**Document excerpt:**
☆ ☆ ☆ ☆

In case you miss the notice deadline, file a response immediately with a condonation request explaining the reason behind the delay. It is because proactive compliance is more favorable than continued avoidance. Additionally, for NRIs, responses include foreign fund sources, FEMA documentation, and DTAA implications.
So, this is how you can respond to an income tax notice after buying land. Moving further, let's know the documents required to reply to the notice.
Documents Required to Reply to the Notice
Having proper documents by your side before you start replying to the income tax notice makes the process smoother. Here is what you generally need:
- To Establish Source of Funds
- ITR copies of the past 2-3 years, showing income levels
- Bank statements of the financial year when you purchase the property (all used accounts)
- Business profit statements, salary slips, or rental income records
- If you buy property through a loan, you need to submit a disbursement statement and a loan sanction letter
- For NRIs Using Foreign Remittances
- Foreign bank statements reflecting the source of remitted funds
- Wire/ SWIFT transfer confirmation showing remittance into an NRE/NRO account
- Overseas income proof- employment contract, salary slips, or foreign tax return
- Form 15CA/CB filed during remittance (if applicable)

☆ ☆ ☆ ☆

**Items:**
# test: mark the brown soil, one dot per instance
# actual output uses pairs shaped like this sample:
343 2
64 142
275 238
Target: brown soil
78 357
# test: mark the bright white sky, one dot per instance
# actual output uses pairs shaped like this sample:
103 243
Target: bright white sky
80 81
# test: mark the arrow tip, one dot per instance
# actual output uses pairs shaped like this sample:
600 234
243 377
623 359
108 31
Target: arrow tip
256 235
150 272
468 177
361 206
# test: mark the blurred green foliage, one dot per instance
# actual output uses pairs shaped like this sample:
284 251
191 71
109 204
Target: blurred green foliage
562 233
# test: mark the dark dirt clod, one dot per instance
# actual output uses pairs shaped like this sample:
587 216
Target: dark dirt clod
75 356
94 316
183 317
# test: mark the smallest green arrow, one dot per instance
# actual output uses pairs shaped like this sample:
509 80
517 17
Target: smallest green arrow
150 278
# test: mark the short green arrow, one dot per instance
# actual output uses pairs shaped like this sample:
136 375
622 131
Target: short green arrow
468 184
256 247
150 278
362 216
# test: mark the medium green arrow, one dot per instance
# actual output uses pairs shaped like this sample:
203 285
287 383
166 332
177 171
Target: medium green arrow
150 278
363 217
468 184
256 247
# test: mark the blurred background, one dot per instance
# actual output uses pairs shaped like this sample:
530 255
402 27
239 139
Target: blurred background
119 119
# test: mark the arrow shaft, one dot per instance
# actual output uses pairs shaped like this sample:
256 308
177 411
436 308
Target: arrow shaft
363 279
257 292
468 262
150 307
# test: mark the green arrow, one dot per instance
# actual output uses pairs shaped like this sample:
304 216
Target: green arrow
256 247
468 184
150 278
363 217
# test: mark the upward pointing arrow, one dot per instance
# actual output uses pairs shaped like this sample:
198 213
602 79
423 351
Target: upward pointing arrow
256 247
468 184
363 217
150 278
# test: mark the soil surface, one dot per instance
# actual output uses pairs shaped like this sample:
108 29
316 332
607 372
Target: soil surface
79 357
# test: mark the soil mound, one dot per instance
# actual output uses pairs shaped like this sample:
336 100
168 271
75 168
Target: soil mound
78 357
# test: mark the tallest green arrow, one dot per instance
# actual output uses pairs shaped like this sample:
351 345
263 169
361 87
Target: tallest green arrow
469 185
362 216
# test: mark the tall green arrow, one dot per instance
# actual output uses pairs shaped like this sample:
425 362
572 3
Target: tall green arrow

☆ ☆ ☆ ☆

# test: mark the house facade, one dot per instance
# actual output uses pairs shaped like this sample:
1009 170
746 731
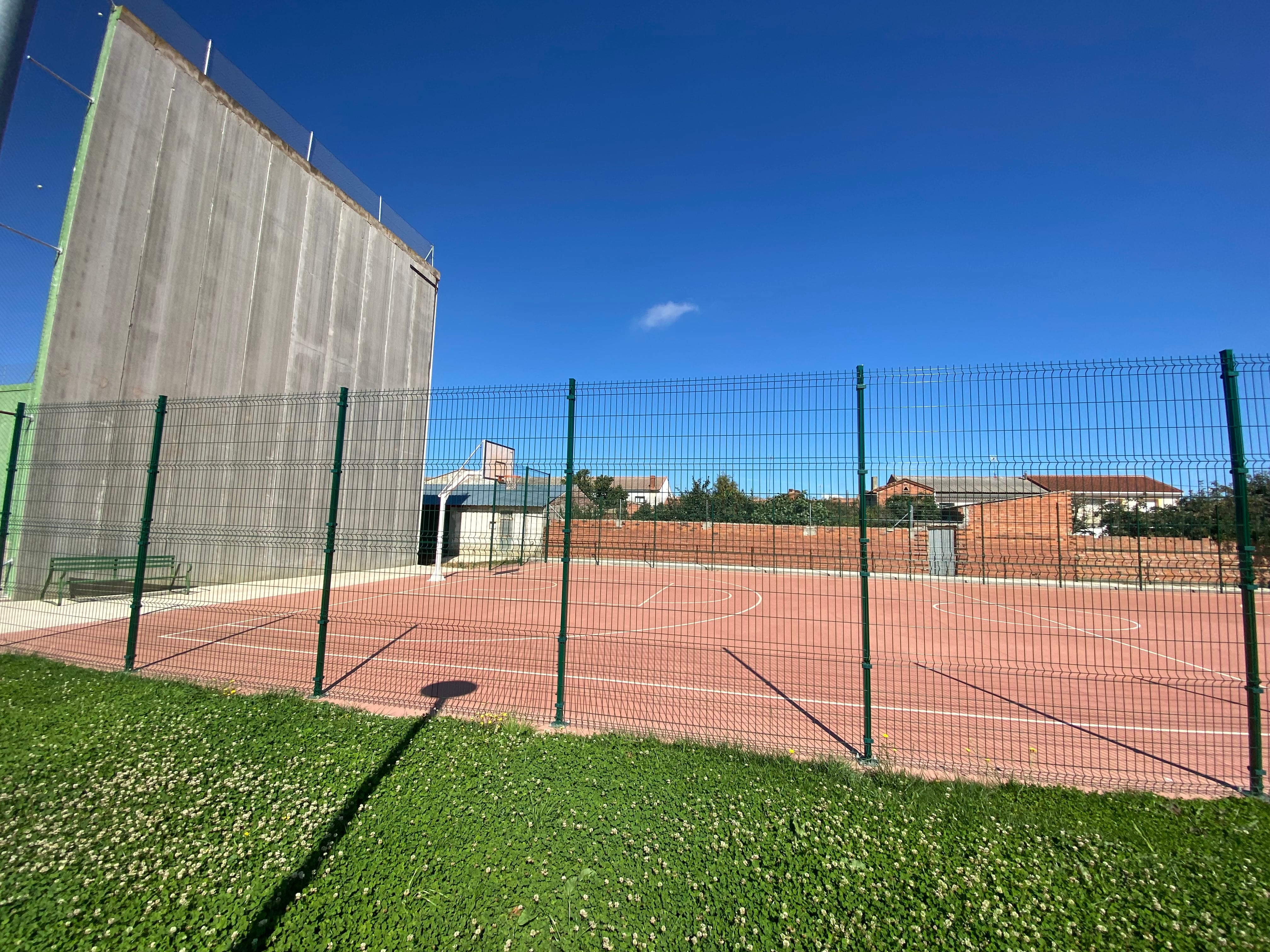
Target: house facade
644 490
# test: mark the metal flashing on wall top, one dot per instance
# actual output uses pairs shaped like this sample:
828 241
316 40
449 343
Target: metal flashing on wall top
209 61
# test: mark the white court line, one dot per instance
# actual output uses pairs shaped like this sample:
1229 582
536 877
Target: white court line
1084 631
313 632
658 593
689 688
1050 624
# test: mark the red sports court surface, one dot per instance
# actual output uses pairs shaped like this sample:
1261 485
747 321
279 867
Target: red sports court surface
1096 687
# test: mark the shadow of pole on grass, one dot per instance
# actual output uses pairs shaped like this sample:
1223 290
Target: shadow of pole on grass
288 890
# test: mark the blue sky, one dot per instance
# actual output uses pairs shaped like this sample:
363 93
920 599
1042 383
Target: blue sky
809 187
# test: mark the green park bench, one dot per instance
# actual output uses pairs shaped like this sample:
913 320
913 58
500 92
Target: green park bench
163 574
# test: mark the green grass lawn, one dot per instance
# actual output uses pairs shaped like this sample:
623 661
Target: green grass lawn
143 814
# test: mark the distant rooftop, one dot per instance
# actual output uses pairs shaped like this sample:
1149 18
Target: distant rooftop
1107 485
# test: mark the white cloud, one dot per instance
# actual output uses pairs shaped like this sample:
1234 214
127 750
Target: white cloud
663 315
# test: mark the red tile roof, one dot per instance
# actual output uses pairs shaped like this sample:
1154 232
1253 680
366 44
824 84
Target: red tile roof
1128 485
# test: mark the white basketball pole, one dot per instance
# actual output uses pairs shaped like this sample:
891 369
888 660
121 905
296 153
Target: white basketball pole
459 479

☆ ☆ ☆ ☆

**Exercise details:**
Continue the guide on answering an income tax notice after a land purchase, picking up after its last line.

**Result of the task:**
- For Property Transaction Details
- Sale deed/ registered purchase agreement
- Payment receipt of stamp duty
- PAN card of both parties
- Payment mode details to the seller (to confirm no cash transaction was done)
- To Address AIS Mismatch
- Sub-Registrar registration documents
- Any discrepancy explanation (For instance, stamp duty value vs actual paid consideration)
Additionally, organize these documents by year and keep digital copies of them by your side. Now, moving forward, let's look at the taxes that apply when you purchase land in India.
What Taxes Apply When You Purchase Land in India?
The following taxes and fees are triggered when you purchase land in India:
- Stamp Duty: When land is registered at the state level, a tax is imposed. The tax rate varies by state and generally ranges from 5% to 8% of the property's value.
- Registration Charges: Generally, it is 1% of the property value.
- TDS: 1% of the total sale consideration; the buyer is responsible for deducting and depositing it. For this, the buyers should file a Challan-cum Statement in Form 26QB (for residents), Form 27Q (for NRIs), which serves as both a TDS payment and reporting form. Additionally, within 30 days, it should be deposited with the government. After depositing the TDS, the buyer needs to issue Form 16B (TDS certificate) to the seller as a deduction proof.
These are the taxes that apply when you purchase land in India. Moving ahead, let's know the consequences of ignoring the income tax notice.
Consequences of Ignoring an Income Tax Notice
Ignoring a tax notice on land purchase is one of the costlier mistakes you can make. Here is what generally happens if you do not respond to the notice:
- Ex Parte Assessment Under Section 144: If you don't respond to the notice, the Assessing Officer will act without your input and complete the assessment, generally treating the complete investment as unexplained income. It further results in a higher tax demand.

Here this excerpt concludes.